The Intergovernmental Authority on Development, according to NBC News, also appealed for an immediate ceasefire, imploring the parties to engage in peace talks.
On his part, Kenyan President, Uhuru Kenyatta said “the fighting must stop” on Wednesday, urging the government and rebels to, “put down their arms and to cease the fighting, to talk, and to find a path to sustainable peace.”
Similarly, UN Secretary-General Antonio Guterres said he had spoken to Ahmed on Wednesday “to offer my good offices to create the conditions for a dialogue, so the fighting stops.”

Before his trip to Ethiopia, at Washington-based think-tank US Institute for Peace, Feltman said as many as 900,000 people in Tigray faced famine-like conditions, while 90 per cent of the population needs aid.
He added that the most serious obstacle to getting food, medicine, and other critical assistance was the Ethiopian government, which imposed bureaucratic obstacles and expelled seven senior UN humanitarian and human rights officials in October.

“This, unfortunately, suggests an intentional effort by the authorities to deprive Ethiopians who are suffering of receiving lifesaving assistance,” said Feltman.
Meanwhile, the special envoy said the government’s airstrikes and TPLF’s alliances with other disaffected armed groups were “alarming,” and warned that the country risked sliding into a bigger conflagration.

“A multi-decade civil war in Ethiopia would be disastrous for its future and for its people,” Feltman warned.

(Problems to solve):
1. According to the excerpt on the Ethiopian conflict, how many senior UN humanitarian and human rights officials did the Ethiopian government expel in October?
2. Name every person whose words are directly quoted in the excerpt on the Ethiopian conflict.
3. Resume the excerpt on the Ethiopian conflict, continuing after its final sentence.

(Supplied material):

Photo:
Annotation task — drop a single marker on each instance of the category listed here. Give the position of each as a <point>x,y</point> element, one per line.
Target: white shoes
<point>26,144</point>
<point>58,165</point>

(Numbered answers):
1. Seven.

2. Uhuru Kenyatta, Antonio Guterres, Feltman

3.
“We urge the government of Ethiopia, the TPLF, and the other belligerents to give peace a chance, to choose a different path and engage in dialogue without preconditions.”

Feltman deflected accusations that the US was biased toward the TPLF.
“Let me be clear: We oppose any TPLF move to Addis or any attempt by the TPLF to besiege Addis. This is a message we have also underscored in our engagement with TPLF leaders,” said the US envoy.

He also denied claims that President Joe Biden’s administration planned to replace Ahmed with a TPLF-dominated regime.
According to USIP, Feltman said the Biden administration was prepared to impose sanctions targeting all parties to the conflict and those obstructing humanitarian operations, leaving thousands killed, hundreds raped, and over 2.5 million people forced to flee their homes.

In September, the US president issued an executive order to impose sanctions on parties “complicit in prolonging,” the conflict in the Tigray region.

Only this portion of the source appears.